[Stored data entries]
■ ■ ■

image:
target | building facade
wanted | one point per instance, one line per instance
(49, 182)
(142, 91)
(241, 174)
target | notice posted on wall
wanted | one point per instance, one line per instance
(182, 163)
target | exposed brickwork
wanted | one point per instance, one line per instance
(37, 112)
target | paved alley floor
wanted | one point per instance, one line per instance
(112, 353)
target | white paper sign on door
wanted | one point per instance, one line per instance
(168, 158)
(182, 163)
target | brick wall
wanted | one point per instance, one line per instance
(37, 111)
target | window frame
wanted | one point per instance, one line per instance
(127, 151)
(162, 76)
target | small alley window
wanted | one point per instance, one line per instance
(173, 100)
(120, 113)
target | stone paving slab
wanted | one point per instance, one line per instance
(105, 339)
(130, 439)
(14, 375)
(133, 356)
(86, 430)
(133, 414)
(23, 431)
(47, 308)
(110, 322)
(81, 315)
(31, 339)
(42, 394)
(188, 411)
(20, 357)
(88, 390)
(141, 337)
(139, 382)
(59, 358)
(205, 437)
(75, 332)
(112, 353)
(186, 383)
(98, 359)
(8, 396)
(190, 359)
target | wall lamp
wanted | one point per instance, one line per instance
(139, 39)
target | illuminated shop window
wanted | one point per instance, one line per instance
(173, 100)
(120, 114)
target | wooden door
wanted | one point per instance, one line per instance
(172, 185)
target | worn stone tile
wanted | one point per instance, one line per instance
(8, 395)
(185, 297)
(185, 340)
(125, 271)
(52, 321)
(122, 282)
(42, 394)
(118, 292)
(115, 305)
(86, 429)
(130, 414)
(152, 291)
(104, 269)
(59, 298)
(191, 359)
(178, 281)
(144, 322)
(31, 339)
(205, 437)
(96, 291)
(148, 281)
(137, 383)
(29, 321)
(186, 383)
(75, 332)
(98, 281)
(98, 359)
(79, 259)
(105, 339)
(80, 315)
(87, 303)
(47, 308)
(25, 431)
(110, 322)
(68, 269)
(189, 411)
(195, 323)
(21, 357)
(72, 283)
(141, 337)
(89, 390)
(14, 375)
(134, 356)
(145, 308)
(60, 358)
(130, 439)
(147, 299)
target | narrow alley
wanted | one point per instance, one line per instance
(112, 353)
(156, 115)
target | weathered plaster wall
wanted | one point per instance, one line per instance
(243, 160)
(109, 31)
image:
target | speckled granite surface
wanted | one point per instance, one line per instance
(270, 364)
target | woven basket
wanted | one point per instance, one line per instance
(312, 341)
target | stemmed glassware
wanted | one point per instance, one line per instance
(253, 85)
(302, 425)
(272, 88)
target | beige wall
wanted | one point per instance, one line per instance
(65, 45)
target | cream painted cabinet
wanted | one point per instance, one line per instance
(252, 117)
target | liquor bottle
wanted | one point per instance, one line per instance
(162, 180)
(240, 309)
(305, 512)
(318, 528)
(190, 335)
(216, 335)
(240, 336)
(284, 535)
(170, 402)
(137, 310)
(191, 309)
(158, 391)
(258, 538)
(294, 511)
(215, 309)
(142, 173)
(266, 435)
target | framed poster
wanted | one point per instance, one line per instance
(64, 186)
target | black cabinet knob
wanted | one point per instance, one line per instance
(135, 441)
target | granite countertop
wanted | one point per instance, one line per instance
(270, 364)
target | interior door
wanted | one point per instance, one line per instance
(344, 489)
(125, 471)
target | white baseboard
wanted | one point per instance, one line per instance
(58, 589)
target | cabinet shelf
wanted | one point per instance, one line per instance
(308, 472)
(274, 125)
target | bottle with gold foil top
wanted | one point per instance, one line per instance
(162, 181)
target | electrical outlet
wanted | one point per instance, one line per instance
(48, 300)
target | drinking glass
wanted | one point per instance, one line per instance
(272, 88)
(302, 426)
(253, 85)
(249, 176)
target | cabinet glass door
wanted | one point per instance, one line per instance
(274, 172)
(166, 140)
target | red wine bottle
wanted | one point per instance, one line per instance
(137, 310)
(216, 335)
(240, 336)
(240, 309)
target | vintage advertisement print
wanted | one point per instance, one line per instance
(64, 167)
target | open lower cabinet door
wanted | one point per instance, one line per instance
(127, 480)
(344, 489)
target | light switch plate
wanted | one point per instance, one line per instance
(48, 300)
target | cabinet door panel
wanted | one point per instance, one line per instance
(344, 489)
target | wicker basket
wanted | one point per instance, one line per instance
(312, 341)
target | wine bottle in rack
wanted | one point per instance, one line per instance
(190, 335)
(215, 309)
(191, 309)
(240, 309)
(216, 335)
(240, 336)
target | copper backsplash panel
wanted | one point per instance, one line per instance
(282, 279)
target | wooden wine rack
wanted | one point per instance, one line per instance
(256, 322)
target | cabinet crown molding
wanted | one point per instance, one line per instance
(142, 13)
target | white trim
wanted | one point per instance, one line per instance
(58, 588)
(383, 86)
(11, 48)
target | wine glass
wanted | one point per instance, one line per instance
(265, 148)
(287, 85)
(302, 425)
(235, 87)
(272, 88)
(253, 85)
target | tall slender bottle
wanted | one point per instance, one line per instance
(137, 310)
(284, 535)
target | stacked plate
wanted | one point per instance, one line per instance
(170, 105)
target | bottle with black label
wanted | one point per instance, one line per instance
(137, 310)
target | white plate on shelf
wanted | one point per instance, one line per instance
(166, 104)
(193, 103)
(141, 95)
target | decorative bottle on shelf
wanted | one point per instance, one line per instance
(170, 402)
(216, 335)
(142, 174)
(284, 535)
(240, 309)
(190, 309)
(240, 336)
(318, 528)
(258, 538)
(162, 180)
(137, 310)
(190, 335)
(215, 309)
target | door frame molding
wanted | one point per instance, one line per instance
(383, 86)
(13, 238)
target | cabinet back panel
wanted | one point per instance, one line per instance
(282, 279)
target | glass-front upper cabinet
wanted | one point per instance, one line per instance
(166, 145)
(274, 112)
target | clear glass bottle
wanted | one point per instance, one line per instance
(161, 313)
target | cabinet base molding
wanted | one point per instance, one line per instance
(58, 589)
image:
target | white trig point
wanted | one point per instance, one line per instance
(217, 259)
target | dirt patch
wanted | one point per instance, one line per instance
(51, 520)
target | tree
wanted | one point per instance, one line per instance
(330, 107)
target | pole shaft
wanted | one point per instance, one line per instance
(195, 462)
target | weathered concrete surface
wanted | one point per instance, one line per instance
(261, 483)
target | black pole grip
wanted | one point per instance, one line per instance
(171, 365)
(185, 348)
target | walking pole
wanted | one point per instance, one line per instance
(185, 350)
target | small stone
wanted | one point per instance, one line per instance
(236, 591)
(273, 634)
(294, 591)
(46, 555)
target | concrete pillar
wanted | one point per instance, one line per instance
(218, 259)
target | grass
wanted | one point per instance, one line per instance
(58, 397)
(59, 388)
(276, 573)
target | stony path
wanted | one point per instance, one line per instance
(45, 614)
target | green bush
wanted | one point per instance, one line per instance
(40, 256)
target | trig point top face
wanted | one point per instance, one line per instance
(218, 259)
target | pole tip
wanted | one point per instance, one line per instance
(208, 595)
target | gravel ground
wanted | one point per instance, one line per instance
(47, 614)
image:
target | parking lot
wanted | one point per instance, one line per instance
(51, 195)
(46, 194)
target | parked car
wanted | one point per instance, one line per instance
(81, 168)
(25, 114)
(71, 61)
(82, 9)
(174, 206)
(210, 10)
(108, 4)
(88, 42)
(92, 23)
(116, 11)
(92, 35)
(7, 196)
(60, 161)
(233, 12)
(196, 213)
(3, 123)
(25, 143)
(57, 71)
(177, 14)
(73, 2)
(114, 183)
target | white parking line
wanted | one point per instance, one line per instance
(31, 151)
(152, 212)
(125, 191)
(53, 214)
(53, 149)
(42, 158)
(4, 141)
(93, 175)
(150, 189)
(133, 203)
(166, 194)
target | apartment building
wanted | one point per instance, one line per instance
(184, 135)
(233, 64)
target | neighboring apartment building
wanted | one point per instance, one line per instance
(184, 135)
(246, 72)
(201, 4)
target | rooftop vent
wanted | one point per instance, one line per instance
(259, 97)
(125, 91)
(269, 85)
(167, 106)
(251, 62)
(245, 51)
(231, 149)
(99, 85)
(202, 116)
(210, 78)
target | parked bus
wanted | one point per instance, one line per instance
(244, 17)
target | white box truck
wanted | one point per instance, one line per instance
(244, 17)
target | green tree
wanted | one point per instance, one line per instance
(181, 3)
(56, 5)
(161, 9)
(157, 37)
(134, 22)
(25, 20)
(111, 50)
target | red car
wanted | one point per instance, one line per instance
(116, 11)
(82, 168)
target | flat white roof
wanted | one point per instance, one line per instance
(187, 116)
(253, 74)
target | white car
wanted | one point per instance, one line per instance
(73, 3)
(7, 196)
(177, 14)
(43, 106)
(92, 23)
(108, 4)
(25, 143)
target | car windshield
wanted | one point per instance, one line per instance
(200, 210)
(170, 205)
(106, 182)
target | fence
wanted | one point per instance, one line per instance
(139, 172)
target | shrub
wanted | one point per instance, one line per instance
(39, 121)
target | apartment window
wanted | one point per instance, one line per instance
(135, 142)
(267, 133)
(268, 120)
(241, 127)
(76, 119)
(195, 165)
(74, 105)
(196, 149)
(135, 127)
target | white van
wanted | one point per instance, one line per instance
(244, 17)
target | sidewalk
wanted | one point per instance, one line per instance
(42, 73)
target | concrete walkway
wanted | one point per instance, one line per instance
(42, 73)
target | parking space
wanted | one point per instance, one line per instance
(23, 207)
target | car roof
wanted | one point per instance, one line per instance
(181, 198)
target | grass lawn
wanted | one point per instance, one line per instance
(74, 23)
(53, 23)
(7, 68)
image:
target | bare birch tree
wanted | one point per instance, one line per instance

■ ■ ■

Would you retype exactly the lines above, from the line with "target | car windshield" to the line with "target | apartment window", with both end lines kept and nothing more?

target | car windshield
wanted | one point per instance, one line per instance
(200, 210)
(170, 205)
(106, 182)
target | fence
wanted | one point per instance, one line per instance
(139, 172)
target | shrub
wanted | one point per instance, one line per instance
(39, 121)
target | apartment window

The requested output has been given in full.